=== GIVEN PROBLEM ===
Reproduce each of the entries below word for word, preserving their original order and line breaks.

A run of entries

════════

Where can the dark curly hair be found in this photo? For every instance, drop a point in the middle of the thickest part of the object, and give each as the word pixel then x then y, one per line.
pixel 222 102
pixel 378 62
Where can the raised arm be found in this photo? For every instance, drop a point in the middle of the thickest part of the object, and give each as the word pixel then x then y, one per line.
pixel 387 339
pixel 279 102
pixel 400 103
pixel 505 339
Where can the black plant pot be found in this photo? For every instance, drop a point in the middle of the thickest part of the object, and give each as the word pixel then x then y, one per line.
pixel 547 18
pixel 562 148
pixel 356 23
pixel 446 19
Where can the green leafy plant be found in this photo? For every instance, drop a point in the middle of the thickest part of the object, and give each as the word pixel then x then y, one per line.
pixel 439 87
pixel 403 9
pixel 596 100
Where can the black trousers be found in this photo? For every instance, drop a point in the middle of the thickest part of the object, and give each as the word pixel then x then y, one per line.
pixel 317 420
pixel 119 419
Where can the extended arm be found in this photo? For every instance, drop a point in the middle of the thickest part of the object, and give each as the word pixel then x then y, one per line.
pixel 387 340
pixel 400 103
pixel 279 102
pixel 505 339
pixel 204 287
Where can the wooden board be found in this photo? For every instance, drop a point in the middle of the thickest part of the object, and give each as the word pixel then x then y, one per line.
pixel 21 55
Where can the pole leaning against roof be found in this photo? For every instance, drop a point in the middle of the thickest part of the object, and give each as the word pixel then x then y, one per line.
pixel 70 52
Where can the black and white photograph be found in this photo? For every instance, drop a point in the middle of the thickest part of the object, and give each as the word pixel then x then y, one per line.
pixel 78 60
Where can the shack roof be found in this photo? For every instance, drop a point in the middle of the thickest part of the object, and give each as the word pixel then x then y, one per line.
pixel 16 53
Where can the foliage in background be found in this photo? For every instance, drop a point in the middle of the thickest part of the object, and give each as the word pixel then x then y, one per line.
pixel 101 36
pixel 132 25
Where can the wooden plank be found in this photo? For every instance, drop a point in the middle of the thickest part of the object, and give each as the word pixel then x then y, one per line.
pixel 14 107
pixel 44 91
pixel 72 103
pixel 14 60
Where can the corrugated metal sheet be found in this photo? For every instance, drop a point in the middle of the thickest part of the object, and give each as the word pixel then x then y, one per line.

════════

=== THE RESULT ===
Where can the dark curly hair be found in this photo? For every instance, drop a point in the middle of the thickest part of the object, and give each as the word pixel then x then y, one per line.
pixel 222 102
pixel 378 62
Where can the raised arm be found in this photo? For every instance, drop a point in the middle of the thickest part of the object, and give each as the word pixel then x then y, one per line.
pixel 387 339
pixel 279 102
pixel 400 103
pixel 505 339
Where can the black plant pot be found in this photo? For every instance, drop a point in the middle of the thickest part of the object, and give each as the word pixel then x then y, one per line.
pixel 547 18
pixel 562 148
pixel 356 23
pixel 446 19
Where can the green leafy plant be found in this photo? For every instance, drop a point in the middle of the thickest part of the object, and give each as the word pixel then x then y, one per line.
pixel 439 87
pixel 403 9
pixel 596 100
Where can the black trousers be found in this photo? For every instance, drop a point in the middle of the thickest part of the object, and give each as the word pixel then x then y, one per line.
pixel 317 420
pixel 119 419
Where can the extended arm be found in this photo? For every instance, drop a point in the middle of the thickest part of the object, and give each as the word pixel then x then y, one per line.
pixel 387 340
pixel 400 103
pixel 279 102
pixel 505 339
pixel 204 287
Where can the wooden board be found in this photo? For every instance, drop a point in the middle of the thickest part of the object, and give each as the word pixel then x then y, one per line.
pixel 21 55
Where can the pole leaning against roof be found in this photo? For every instance, drop a point in the middle of the thickest part of the object, and give each as the word pixel then x then y, one per line.
pixel 70 52
Where can the black and white photograph be found in this photo? For every instance, drop a point in the middle of the thickest part of the object, and give each as the word pixel then x then y, one per line.
pixel 78 60
Where can the shack roof be found in this photo? For every instance, drop a point in the middle of the thickest part of the object, and give each as the word pixel then x then y, one per line.
pixel 16 53
Where can the foliage in background be found in this photo? For every instance, drop a point in the middle of the thickest part of the object, and give each as the word pixel then x then y, one per line.
pixel 101 36
pixel 132 25
Where can the wooden plank be found in this photo? For every instance, drop a point in the middle of the thickest part of the object, and give each as the word pixel then x then y, one per line.
pixel 14 107
pixel 44 91
pixel 72 103
pixel 14 60
Where can the corrugated metal sheet be found in this photo? For every instance, drop a point in the middle of the thickest part of the object, and give each as the word pixel then x then y, one per line.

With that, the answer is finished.